REQUIRED WORK
Copy out the self-hosting guide from the words "Data plane vs." through "along with metadata.", replacing "metadata" with "configuration data" throughout that span.

EXCERPT TO READ
Advanced topics related to self-hosting
This guide covers advanced topics related to self-hosting.
Data plane vs. Control plane
Braintrust's architecture has two main components: the data plane and the control plane. The data plane is the component that handles the actual data, while the control plane is the component that serves the UI along with metadata.
API vs. Full configuration
Braintrust offers two modes for self-hosting: API and Full. In API mode, you host the data plane (API) in your own environment, while the control plane (web app and metadata database) is hosted by Braintrust. In Full mode, you host both the data plane and the control plane in your own environment.
The primary difference between the two options is that the API configuration allows you to host the most sensitive data in your environment, behind an API which changes infrequently (you need to update roughly 1-2 times per month), while allowing the Braintrust team to host the web app and metadata database which are updated multiple times per day. On the other hand, the full configuration allows you to host the webserver and metadata database in your own environment, ensuring total isolation, but with additional maintenance overhead.

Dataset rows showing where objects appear
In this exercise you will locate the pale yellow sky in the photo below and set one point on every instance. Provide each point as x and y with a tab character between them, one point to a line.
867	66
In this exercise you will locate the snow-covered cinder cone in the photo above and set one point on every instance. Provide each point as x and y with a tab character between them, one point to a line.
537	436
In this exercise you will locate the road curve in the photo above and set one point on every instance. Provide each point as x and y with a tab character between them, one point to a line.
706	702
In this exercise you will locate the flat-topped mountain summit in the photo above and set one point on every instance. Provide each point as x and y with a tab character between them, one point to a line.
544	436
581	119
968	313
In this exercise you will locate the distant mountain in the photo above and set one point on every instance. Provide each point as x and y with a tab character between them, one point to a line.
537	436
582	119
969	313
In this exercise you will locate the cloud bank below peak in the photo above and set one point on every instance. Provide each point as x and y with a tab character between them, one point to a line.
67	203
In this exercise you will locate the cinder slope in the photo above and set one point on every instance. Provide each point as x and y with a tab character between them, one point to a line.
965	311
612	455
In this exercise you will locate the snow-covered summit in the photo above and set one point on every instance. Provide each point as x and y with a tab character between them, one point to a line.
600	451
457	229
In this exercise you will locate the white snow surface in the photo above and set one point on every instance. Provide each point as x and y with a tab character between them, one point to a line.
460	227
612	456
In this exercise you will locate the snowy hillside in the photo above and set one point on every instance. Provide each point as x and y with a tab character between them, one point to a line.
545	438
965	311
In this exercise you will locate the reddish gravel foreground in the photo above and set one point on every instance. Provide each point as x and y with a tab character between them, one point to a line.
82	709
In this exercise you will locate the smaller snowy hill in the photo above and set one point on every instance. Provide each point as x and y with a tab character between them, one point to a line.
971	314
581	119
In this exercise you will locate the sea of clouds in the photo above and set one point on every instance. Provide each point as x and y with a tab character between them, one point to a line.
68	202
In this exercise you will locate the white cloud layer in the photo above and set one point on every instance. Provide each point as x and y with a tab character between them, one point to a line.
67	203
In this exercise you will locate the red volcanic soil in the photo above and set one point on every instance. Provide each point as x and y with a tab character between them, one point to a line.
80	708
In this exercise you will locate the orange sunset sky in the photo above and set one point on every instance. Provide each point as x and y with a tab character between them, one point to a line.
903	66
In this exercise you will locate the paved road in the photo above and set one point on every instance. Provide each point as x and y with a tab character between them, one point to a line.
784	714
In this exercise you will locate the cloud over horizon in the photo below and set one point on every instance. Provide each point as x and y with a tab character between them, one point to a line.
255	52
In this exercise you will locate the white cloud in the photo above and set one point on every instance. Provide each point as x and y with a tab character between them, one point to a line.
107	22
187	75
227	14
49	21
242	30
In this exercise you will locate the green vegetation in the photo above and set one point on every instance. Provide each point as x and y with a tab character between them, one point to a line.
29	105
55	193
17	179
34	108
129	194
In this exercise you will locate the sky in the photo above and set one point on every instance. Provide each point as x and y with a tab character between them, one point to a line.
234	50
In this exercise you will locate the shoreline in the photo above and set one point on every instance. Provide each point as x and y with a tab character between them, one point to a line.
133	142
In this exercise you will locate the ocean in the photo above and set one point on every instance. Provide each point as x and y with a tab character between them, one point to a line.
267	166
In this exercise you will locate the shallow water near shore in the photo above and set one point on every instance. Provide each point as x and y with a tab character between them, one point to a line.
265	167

RESPONSE
Data plane vs. Control plane
Braintrust's architecture has two main components: the data plane and the control plane. The data plane is the component that handles the actual data, while the control plane is the component that serves the UI along with configuration data.